- **What is being asked**: In the records below, find the line containing "of the headlight"; give it again exactly, along with every line that follows, and nothing else.

(Pointing and labeling entries)
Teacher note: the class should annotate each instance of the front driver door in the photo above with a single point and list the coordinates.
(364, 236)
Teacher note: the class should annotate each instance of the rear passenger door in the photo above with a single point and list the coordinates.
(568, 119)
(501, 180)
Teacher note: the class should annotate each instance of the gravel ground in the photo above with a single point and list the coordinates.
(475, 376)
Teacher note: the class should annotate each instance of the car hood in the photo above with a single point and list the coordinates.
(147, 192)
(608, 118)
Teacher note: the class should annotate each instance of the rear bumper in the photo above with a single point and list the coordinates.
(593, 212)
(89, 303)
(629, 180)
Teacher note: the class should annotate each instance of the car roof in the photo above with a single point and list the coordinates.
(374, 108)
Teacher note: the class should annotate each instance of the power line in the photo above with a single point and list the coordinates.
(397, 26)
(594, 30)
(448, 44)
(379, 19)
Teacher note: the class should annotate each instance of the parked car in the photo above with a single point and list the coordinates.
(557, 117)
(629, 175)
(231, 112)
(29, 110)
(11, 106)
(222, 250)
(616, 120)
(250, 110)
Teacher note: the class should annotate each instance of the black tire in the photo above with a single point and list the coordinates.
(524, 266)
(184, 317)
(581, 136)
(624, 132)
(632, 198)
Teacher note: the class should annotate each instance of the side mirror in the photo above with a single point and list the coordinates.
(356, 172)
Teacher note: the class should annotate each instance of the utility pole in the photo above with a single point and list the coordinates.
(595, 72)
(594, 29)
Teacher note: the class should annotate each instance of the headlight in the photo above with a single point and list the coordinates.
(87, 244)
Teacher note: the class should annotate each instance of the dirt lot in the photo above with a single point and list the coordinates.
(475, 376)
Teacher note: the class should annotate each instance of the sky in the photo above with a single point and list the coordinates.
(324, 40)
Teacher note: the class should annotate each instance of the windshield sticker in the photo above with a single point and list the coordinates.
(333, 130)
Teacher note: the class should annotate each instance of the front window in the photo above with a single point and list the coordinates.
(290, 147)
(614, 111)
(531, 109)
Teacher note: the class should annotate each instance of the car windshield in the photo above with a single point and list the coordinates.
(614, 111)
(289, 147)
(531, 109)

- **Final result**:
Teacher note: the class should annotate each instance of the headlight in the photo above with a single point and list the coordinates.
(87, 244)
Teacher note: the class should annotate each instance of the dirt lot in the photo above with a single point and list the coordinates.
(475, 376)
Teacher note: the class should annotate each instance of the sky in the photo above with a single point and list the coordinates.
(324, 40)
Teacher note: the class should annotate each instance of the windshield sticker in the photo above with a single point and list the coordinates.
(333, 130)
Teacher note: the class should annotate each instance of the front window in the photo above with a single point and list the coordinates.
(290, 147)
(614, 111)
(531, 109)
Teacher note: the class should annotate each instance of the car windshield in the photo above with a single point and list the coordinates.
(614, 111)
(289, 147)
(531, 109)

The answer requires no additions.